**Supplied text**
══════════
28.6.10

THE OBSESSION WITH IDENTITY FASCISM/FRANCO BERARDI

The obsession with identity fascism

Franco Berardi

Potere Operaio presented itself explicitly, even provocatively, as a movement that had severed all links with the history of realised socialism. Just as decisively, it refused to identify with the tradition of anti-fascism. We have seen in the group’s political history, after the 1970 Florence Congress and the Leninist turn, the reinvigoration of the languages and methodologies of the Third International tradition, to the point that these suffocated the group’s originality. But it remains true nonetheless that the peculiar conception of the relation between working class autonomy, power and development elaborated by Potere Operaio in the first phase of its history was able to escape the historicist model of the realisation of socialism. Nor was its judgement on the socialist mode of production compatible with the Marxist-Leninist tradition. With Lenin’s affirmation in the NEP period that socialism equalled ‘soviets plus electricity’, and his embrace of the taylorist model, socialism could not but become (and here the Mensheviks were right) bureaucratic capitalism. Potere Operaio did not develop a more profound reflection on the Soviet model, on its feudal- bureaucratic character, on the military apparatus as the cement of the social structure, and thus its imperialist vocation. Then again, no-one else in Italy took this up either.

Studies such as that of Castoriadis — whose Devant la guerre (Paris, Seuil, 1981) analysed the stratocratic character of the USSR and its intrinsic rigidity — or that of Isabelle D’Encausse — whose L’empire en miettes (Paris, Fayard, 1981) anticipated the Empire’s collapse from a range of pressures (of identity, and of centrifuge) — have never found the audience they deserved in Italy. The analysis of realised socialism and its crisis has largely been institutional, focused on the formal political sphere (politicista). The PCI’s hypocrisy on this point was the worst obstacle to a critical understanding. The PCI spent decades repeating formulas about the Soviet regime’s ‘backwardness, errors, deviations’, systematically refusing to address the organically criminal character of that regime. But this is understandable, given that the PCI was born out of the same matrix, and had functioned as an organic part of the international system of authoritarianism. The collapse of the socialist regimes was inscribed in the horizon of possibilities foreseen by Potere Operaio’s analysis. What instead was certainly alien to its predictions was the close connection between the collapse of the Soviet empire and the crisis of every internationalist perspective, and so the outbreak on a planetary scale of a civil war over the question of identity.

This is the prospect that has unfolded over the course of the nineties. It is on the basis of the crisis of internationalism that the obsession with identity has taken the initiative, darkening the planetary horizon. Metropolitan cosmopolitanism remains limited to the virtual class, to the globalised stratum of the planetary network. The great majority of humanity remains excluded from the cabled circuit of hyper-modern cosmopolitanism, and is gripped by its obsessions with identity. Residual localisms acquire a desperate energy. But this signals the beginning of the crisis of modern universalism. What does universalism mean? We can talk of universalism when confronted with a perspective of ethical, political and existential value that possesses a universal normative force beyond (a prescindere) cultural differences. Materialist dialectics opposed bourgeois universalism with proletarian particularism, the negative force of a partisan interest that contained within itself the nucleus of a higher, more fully human form of social relation. But this particularism still possessed (dialectically) a universalist horizon. Affirming with sectarianism working class particularity meant, in the dialectical vision, posing the conditions for a higher universality. This ideological schema is clearly of Hegelian, historicist derivation. But this does not take away the fact that internationalism was something more concrete than a moral proposition.
══════════
**Given exercise**
Continue the essay on Potere Operaio and the obsession with identity from the point where it stops. The listing that comes next is separate material and has no connection to the essay above.

**Data section**
══════════
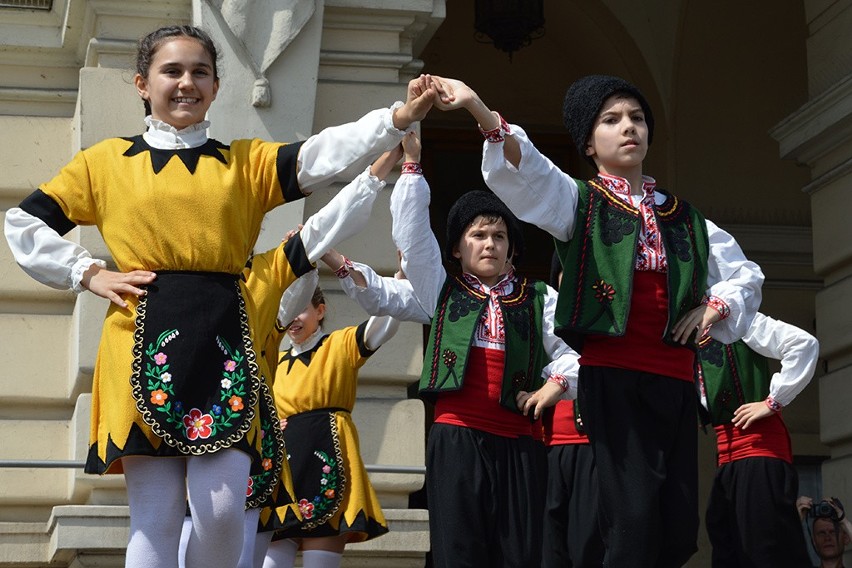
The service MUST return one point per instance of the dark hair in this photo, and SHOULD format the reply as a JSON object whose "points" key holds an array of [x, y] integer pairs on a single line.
══════════
**Exercise result**
Internationalism was not an abstract value to pursue, but a fact of collective experience that lived in the struggle of workers against capitalism, and in the unity of proletarian interests that knew no borders. Workers have the same interests in every place across the globe: to appropriate growing quotients of the wealth that they themselves have produced, and to reduce the time of their dependence upon wage labour. The stronger workers are in one point of the cycle, the stronger workers are in all other points of the cycle. This elementary truth did not allow us to foresee the profound cultural change which followed the capitalist attack of the eighties. In order to defeat working class autonomy, to drive back the libertarian and anti-productivist wave of the movements, capital created the conditions for the diffusion of a widespread aggressiveness in the form of the re-emergence of ‘the people’. The re-emergence on the world scene of ‘peoples’ is the sign of working class defeat: peoples are the particularity that cannot be rendered dialectical, the particularity without a universal project, the idiot particularity.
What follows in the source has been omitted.